* [Aim 1]:
Answer these questions from the essay about the phrase "I know my place":
(a) What worship book does the friend's nearby church still use?
(b) At what time was the Sunday Mass the writer attended?
(c) With whom will the writer stay when taking the stained glass panel next month?
* [Aim 2]: Resume the essay about the phrase "I know my place" after its final sentence.

## Begin Text

The things people say sometimes linger in my mind so that I go on thinking about them for ages and ages.
During the week I visited with a friend who lives just nearby a church where they still have the Book of Common Prayer (1662) as their worship book. I love the old prayer book, the wisdom and humanity of Thomas Cranmer & co, and really appreciate the opportunities as they come to join in the forms of worship that recall days now for the most part vanished. Of course in a traditional church like that, women priests aren’t part of the agenda. They do have a lady deacon though and, as they’re in an interregnum just now, she was the officiant for Evensong, which I went to with my friend after we had a cup of tea together in her home.
And while we were drinking our tea, my friend (musing on the present state of this particular church) touched upon the limitation to women’s ministry there, not complaining but with a tinge of sadness and frustration. As she talked about it, she spoke of the attitude of the lady deacon, who had said to her: “I know my place”.
And those are the words that have lingered on in my mind: “I know my place.”
This morning (Sunday) I went to the 8am Mass at our church – which is Church of England but the Catholic end of things. As I sat quietly in my seat before worship opened, being aware of the early sunshine flooding onto us through the coloured glass of the east window, and the carved wood of the new statue of Our Lady, and the pale stone of the pillars, and the rich cloth of the altar, our priest in his vestments and his lady curate in hers sitting in their stalls waiting for the clock to ring the hour, I turned those words over in my mind, “I know my place.”
I thought about our lady curate, now a deacon and in formation for priesthood. She has chosen her place and knows it.
I thought of Amish women, under the authority of their husbands, living within the wisdom of the Ordnung in a world of segregated tasks. They know their place.
I thought of the prioress of the Carmelite sisters with whom we will stay when we go to take the stained glass panel next month. Her vocation seems to me very secure, and with humility she accepts the ministry of the priest who comes into the community to celebrate the mass for them. She has no wish to usurp his authority, and embraces with reverence the hierarchy and dogma of the Catholic church. She knows her place.

## End Text
## Begin Listing

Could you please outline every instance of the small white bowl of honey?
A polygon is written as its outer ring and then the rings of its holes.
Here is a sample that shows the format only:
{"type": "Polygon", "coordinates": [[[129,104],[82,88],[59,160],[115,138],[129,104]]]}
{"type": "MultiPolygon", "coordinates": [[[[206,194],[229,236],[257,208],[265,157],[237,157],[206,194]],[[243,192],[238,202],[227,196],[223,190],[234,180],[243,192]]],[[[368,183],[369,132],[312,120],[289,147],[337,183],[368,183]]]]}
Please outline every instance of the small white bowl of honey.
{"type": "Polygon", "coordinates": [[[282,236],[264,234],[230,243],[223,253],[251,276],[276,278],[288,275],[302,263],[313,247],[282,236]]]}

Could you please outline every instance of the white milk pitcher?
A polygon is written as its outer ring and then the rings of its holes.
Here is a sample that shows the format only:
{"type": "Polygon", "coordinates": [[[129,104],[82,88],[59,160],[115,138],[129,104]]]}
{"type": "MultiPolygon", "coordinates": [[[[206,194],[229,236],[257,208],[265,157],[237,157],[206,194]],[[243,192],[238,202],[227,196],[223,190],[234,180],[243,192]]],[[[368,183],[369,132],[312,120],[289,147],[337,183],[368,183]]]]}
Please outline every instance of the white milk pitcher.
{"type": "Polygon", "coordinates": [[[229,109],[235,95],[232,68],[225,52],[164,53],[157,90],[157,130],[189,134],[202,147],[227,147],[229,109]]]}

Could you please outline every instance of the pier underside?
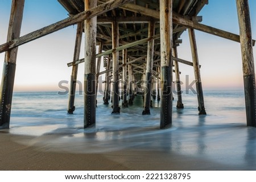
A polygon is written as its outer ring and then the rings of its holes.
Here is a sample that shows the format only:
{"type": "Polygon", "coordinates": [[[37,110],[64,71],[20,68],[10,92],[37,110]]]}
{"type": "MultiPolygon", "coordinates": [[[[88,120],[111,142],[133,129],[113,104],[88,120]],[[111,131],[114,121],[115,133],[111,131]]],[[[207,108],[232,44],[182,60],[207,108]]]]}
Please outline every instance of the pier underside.
{"type": "MultiPolygon", "coordinates": [[[[161,103],[160,128],[172,125],[172,83],[178,93],[176,107],[182,109],[179,64],[191,66],[195,73],[199,115],[206,115],[195,29],[241,43],[245,81],[247,126],[256,126],[255,73],[247,0],[237,0],[240,35],[200,23],[197,15],[208,0],[57,0],[69,18],[19,37],[24,1],[13,0],[7,42],[0,45],[6,52],[1,95],[0,128],[9,128],[16,54],[19,45],[77,24],[68,113],[75,112],[77,69],[84,62],[84,128],[96,122],[97,82],[105,74],[105,104],[112,104],[113,115],[133,104],[142,95],[143,115],[150,115],[152,99],[161,103]],[[16,9],[17,3],[19,9],[16,9]],[[188,31],[192,56],[191,61],[178,57],[180,36],[188,31]],[[80,58],[85,35],[85,56],[80,58]],[[98,48],[98,53],[96,49],[98,48]],[[97,63],[97,64],[96,64],[97,63]],[[100,72],[103,66],[105,70],[100,72]],[[174,75],[174,76],[172,75],[174,75]],[[175,77],[174,77],[175,75],[175,77]],[[122,89],[120,88],[122,87],[122,89]],[[122,105],[119,105],[119,100],[122,105]]],[[[195,111],[196,112],[196,111],[195,111]]]]}

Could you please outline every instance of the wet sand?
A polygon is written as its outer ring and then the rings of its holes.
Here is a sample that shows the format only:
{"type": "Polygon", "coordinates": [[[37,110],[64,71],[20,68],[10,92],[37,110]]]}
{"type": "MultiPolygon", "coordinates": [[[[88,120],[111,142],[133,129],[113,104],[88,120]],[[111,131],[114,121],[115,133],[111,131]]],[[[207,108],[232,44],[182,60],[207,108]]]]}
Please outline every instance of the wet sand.
{"type": "MultiPolygon", "coordinates": [[[[97,154],[47,151],[23,145],[36,137],[0,132],[0,170],[241,170],[189,155],[143,150],[121,150],[97,154]]],[[[246,169],[243,169],[246,170],[246,169]]]]}

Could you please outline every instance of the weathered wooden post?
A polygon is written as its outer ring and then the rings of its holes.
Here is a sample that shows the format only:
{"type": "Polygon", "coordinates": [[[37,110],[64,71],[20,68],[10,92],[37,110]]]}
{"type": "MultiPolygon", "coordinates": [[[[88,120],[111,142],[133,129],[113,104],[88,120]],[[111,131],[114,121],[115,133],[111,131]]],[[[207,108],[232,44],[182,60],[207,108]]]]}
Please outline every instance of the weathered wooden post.
{"type": "Polygon", "coordinates": [[[128,74],[129,74],[129,100],[128,104],[129,105],[133,104],[133,83],[132,83],[132,67],[131,65],[128,65],[128,74]]]}
{"type": "MultiPolygon", "coordinates": [[[[103,42],[100,42],[100,46],[98,46],[98,53],[101,53],[103,49],[103,42]]],[[[101,56],[98,57],[97,60],[97,67],[96,67],[96,103],[97,103],[97,94],[98,94],[98,77],[100,74],[100,71],[101,69],[101,56]]],[[[97,104],[96,104],[97,106],[97,104]]]]}
{"type": "Polygon", "coordinates": [[[128,101],[127,100],[127,79],[126,79],[126,72],[127,72],[127,49],[123,50],[123,103],[122,105],[123,107],[128,107],[128,101]]]}
{"type": "Polygon", "coordinates": [[[237,0],[240,30],[247,126],[256,126],[254,61],[248,0],[237,0]]]}
{"type": "MultiPolygon", "coordinates": [[[[82,41],[82,30],[84,29],[84,22],[77,23],[76,41],[75,43],[74,56],[73,62],[79,60],[80,54],[81,43],[82,41]]],[[[78,64],[73,65],[72,72],[70,80],[70,92],[68,101],[68,113],[73,114],[75,109],[75,96],[76,94],[76,79],[77,78],[78,64]]]]}
{"type": "MultiPolygon", "coordinates": [[[[112,48],[115,49],[118,46],[119,30],[118,23],[117,21],[112,22],[112,48]]],[[[119,52],[115,51],[113,53],[113,111],[112,113],[119,113],[119,52]]]]}
{"type": "Polygon", "coordinates": [[[158,89],[158,96],[157,96],[157,98],[158,98],[158,100],[159,101],[160,99],[160,82],[159,82],[159,76],[157,78],[157,89],[158,89]]]}
{"type": "MultiPolygon", "coordinates": [[[[175,46],[172,48],[172,52],[174,56],[177,58],[177,46],[175,46]]],[[[177,88],[177,101],[176,107],[179,109],[184,108],[184,105],[182,103],[182,96],[181,96],[181,87],[180,85],[180,70],[179,68],[179,62],[177,61],[174,61],[174,67],[175,68],[175,75],[176,75],[176,87],[177,88]]]]}
{"type": "MultiPolygon", "coordinates": [[[[97,6],[94,0],[85,0],[85,10],[97,6]]],[[[97,16],[85,21],[85,75],[84,127],[93,126],[96,120],[97,16]]]]}
{"type": "MultiPolygon", "coordinates": [[[[19,37],[24,0],[13,0],[7,41],[19,37]]],[[[0,129],[10,127],[11,101],[18,47],[6,51],[3,62],[1,91],[0,129]]]]}
{"type": "MultiPolygon", "coordinates": [[[[148,23],[148,37],[155,35],[155,22],[148,23]]],[[[144,110],[142,115],[150,115],[150,101],[151,98],[151,81],[154,61],[154,39],[147,43],[147,65],[146,70],[146,87],[144,95],[144,110]]]]}
{"type": "Polygon", "coordinates": [[[196,79],[196,92],[197,92],[199,115],[206,115],[204,108],[204,95],[203,93],[202,83],[201,82],[200,69],[196,46],[196,36],[193,29],[188,28],[189,41],[191,46],[191,53],[194,67],[195,78],[196,79]]]}
{"type": "MultiPolygon", "coordinates": [[[[110,69],[110,60],[109,57],[108,57],[108,64],[106,70],[108,70],[110,69]]],[[[104,104],[108,105],[109,104],[109,84],[110,84],[109,82],[109,77],[111,75],[111,73],[109,72],[106,73],[106,84],[105,88],[105,95],[104,95],[104,104]]]]}
{"type": "Polygon", "coordinates": [[[172,0],[160,0],[161,111],[160,128],[171,126],[172,115],[172,0]]]}

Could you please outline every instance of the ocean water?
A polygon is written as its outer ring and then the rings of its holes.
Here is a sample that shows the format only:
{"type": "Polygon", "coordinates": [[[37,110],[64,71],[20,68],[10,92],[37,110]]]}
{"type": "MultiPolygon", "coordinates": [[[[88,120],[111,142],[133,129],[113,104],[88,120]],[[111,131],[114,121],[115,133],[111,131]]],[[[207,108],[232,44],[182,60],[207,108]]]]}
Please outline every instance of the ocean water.
{"type": "Polygon", "coordinates": [[[160,129],[160,101],[153,100],[151,115],[142,116],[142,98],[137,95],[132,106],[121,107],[119,115],[112,115],[111,104],[104,105],[99,94],[96,126],[92,130],[82,128],[82,95],[77,94],[75,114],[68,115],[68,95],[15,92],[9,132],[35,136],[17,142],[47,151],[143,150],[205,159],[238,170],[256,170],[256,128],[246,126],[243,91],[204,91],[204,96],[205,116],[198,115],[196,95],[183,94],[183,109],[176,108],[174,96],[172,126],[160,129]]]}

## End Listing

* [Final result 1]:
(a) The Book of Common Prayer (1662).
(b) 8am.
(c) The Carmelite sisters.

* [Final result 2]:
My mind looks beyond to Thich Nhat Hanh, revered leader of his community at Plum Village, books on the Buddhist way and practice streaming from his pen, advising with humour, wisdom, gentleness and experience how to conduct oneself according to the Noble Eightfold Path, the Five Precepts, the Triple Refuge and all the rest of it. He knows his place.
I look back to yesterday lunchtime when the Badger and I ate with dear friends who spoke of the reservations their eldest son feels about the faith journey they have made, away from their conservative Evangelical roots to a more inclusive style of church, prompted significantly by the need to find a faith community that could offer a welcome to their youngest son, who is gay. But their eldest stands firm on the ground of the traditions in which he was brought up. He knows his place.
And as I turned these things over in my mind I realised, I do not know my place. I’m not at all sure I actually have one; only a journey. The impermanence of everything is very apparent to me. I do not share the view that this earth is all illusion, but I see that in the eternal scale of things it is fragile and transient.
I attach no value (personally) to priesthood or monastic vows or Amish community – I mean, I revere them, delight in them and love them, but they are not for me.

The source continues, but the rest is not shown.